* [What you are asked to do]
Repeat exactly, and only, the lines from the one holding "the white flower" through the last line of the records below.

* [Records for this exercise]
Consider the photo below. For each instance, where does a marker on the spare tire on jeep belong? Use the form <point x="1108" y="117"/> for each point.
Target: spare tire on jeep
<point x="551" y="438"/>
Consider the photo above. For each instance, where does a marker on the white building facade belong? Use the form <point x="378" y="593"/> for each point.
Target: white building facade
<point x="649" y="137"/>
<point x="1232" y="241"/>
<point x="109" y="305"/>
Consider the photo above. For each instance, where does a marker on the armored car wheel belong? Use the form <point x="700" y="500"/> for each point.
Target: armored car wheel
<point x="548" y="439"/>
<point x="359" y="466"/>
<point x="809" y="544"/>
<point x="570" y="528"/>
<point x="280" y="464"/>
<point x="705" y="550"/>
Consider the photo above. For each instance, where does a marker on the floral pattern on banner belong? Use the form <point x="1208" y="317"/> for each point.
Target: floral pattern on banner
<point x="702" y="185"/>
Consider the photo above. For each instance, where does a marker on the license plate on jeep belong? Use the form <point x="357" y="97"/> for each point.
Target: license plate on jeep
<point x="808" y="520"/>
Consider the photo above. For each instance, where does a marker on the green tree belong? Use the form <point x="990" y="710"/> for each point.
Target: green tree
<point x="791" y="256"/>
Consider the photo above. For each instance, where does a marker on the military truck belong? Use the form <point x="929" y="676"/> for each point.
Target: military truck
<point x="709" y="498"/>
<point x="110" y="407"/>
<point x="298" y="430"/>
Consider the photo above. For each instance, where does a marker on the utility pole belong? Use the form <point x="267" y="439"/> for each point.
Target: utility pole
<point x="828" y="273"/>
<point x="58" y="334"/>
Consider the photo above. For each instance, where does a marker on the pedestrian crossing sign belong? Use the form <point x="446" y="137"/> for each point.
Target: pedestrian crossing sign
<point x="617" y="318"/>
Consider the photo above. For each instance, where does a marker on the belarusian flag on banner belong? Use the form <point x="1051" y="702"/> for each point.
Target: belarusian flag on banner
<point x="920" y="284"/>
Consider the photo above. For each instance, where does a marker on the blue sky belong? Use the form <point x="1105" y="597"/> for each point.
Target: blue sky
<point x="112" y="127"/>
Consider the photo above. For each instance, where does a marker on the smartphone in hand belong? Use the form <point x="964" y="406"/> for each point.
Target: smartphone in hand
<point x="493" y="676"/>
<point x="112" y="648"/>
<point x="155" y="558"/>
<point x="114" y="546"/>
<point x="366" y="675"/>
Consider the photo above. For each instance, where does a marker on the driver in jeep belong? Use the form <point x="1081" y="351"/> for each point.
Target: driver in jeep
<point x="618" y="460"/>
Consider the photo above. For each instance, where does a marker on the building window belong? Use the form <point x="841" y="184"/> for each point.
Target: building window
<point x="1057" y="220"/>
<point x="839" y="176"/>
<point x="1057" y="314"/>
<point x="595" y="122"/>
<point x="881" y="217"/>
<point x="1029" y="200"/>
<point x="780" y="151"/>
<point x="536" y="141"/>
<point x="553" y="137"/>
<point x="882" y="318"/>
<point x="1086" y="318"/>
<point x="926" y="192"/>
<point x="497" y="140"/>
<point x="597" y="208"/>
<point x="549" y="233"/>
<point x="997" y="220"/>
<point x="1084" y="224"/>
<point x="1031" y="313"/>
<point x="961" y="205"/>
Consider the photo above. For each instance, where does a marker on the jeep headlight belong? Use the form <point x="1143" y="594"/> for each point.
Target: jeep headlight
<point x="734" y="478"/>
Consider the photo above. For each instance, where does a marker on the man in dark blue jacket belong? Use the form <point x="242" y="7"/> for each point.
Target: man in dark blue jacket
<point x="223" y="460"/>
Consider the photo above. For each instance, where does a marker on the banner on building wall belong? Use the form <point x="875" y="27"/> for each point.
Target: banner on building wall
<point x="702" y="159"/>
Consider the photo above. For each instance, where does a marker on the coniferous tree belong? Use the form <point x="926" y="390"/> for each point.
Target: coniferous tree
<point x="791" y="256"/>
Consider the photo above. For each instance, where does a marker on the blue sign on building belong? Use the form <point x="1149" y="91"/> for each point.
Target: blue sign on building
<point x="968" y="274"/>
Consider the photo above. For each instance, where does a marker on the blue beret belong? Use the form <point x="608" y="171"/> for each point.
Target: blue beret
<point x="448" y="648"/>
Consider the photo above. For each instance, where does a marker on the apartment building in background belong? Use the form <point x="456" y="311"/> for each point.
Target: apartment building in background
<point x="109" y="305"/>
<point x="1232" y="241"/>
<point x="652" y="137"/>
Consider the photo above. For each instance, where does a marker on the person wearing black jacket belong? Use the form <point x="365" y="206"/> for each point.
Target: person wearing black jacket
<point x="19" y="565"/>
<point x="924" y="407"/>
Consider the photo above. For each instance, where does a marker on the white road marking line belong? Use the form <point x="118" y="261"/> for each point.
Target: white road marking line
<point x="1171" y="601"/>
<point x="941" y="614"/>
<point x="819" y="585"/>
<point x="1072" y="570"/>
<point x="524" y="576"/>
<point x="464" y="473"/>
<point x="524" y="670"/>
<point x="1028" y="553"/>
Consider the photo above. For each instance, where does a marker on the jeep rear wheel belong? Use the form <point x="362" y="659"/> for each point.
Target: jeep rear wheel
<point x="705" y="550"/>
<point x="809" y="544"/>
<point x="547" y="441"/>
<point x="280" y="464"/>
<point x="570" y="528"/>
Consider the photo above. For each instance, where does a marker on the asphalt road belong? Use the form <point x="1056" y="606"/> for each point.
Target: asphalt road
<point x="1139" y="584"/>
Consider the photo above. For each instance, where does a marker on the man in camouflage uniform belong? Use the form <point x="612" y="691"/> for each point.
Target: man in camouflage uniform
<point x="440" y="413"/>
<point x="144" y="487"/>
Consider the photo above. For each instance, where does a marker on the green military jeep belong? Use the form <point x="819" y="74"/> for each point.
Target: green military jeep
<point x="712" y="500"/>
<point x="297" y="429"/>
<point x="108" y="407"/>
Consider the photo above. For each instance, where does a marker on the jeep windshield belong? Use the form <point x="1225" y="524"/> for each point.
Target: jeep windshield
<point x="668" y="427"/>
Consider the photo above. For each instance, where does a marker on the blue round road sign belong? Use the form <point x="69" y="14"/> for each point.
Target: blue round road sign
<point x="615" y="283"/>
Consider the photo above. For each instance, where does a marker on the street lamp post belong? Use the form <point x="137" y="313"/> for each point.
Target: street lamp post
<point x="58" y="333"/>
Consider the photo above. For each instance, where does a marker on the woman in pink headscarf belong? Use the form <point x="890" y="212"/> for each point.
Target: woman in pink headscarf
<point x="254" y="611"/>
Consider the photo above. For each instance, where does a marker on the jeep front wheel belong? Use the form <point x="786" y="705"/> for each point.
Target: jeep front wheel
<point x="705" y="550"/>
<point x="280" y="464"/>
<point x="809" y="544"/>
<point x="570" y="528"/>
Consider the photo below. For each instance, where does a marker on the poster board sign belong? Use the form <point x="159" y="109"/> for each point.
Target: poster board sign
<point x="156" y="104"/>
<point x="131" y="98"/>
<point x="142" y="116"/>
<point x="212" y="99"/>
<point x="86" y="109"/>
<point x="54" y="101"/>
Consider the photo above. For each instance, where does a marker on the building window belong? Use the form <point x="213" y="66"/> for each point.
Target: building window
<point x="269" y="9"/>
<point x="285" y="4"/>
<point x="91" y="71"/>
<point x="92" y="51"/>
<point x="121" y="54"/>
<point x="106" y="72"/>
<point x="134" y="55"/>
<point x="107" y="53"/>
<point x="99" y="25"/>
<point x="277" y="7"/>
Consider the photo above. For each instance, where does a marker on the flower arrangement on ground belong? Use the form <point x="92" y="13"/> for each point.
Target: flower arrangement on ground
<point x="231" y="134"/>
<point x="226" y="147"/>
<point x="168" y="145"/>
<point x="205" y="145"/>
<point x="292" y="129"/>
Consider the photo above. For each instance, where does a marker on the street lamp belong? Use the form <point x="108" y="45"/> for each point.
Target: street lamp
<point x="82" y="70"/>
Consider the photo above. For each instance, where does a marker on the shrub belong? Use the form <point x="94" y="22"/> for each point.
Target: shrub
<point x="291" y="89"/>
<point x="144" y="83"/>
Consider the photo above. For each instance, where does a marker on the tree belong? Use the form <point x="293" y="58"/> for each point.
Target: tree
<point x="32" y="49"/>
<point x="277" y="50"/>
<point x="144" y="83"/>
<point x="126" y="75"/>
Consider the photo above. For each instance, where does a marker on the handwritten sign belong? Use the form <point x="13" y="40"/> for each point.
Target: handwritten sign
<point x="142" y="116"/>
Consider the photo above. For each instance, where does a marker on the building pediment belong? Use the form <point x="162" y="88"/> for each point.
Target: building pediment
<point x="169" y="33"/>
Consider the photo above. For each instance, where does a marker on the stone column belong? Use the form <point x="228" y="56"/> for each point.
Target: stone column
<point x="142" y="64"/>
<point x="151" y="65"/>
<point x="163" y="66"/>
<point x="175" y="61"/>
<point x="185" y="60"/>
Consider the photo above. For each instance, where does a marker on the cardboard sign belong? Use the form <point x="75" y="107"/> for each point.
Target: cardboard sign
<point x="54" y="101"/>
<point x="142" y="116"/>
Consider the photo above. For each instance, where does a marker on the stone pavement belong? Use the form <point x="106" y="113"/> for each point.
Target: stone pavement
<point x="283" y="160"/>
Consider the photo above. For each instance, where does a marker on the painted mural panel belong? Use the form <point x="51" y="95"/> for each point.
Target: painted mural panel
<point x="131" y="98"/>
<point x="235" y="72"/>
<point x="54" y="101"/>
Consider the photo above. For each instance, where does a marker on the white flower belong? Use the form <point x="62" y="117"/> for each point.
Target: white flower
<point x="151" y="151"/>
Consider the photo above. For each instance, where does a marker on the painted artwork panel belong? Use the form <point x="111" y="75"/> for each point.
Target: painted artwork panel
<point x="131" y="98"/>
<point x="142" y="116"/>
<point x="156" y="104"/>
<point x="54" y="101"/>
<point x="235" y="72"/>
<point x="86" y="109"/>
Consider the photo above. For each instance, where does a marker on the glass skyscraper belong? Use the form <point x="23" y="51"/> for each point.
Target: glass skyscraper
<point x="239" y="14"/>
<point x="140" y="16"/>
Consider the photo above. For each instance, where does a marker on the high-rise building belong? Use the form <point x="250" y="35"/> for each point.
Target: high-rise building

* [Answer to this problem]
Consider the photo above. For each instance, where does a marker on the white flower belong? Use the form <point x="62" y="117"/> for each point.
Target: white flower
<point x="151" y="151"/>
Consider the photo above. For each instance, where does a marker on the painted artwork panel belong? Use the form <point x="111" y="75"/> for each point.
Target: painted artwork panel
<point x="131" y="98"/>
<point x="142" y="116"/>
<point x="156" y="104"/>
<point x="54" y="101"/>
<point x="235" y="72"/>
<point x="86" y="109"/>
Consider the photo above. For each instance, where does a marker on the glass skyscraper belong? Use the form <point x="23" y="51"/> for each point.
Target: glass skyscraper
<point x="239" y="14"/>
<point x="140" y="16"/>
Consider the photo above. For each instance, where does a marker on the high-rise building belong? Use the form <point x="250" y="35"/> for each point.
Target: high-rise building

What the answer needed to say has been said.